> _Exercise_: Please return the entries, omitting and altering nothing.
+++
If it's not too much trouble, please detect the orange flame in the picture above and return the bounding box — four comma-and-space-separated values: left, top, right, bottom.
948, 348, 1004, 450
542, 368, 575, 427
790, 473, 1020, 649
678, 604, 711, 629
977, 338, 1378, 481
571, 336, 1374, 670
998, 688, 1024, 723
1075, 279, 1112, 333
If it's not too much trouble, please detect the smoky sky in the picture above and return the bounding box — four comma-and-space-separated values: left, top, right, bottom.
+++
> _Output for this exercise_:
If it's not too much trouble, please detect the orange flame in the picture above and return the bounding box — four comma-and-space-separated values: left, top, right, bottom.
948, 348, 1004, 450
542, 368, 575, 427
790, 473, 1020, 649
678, 604, 711, 629
977, 338, 1378, 481
571, 336, 1374, 670
998, 688, 1024, 723
1075, 279, 1112, 333
If it's not too much trouble, please detect the smoky sky in the picture above and return the bounding box — four comma-and-space-separated values: left, top, right, bottom.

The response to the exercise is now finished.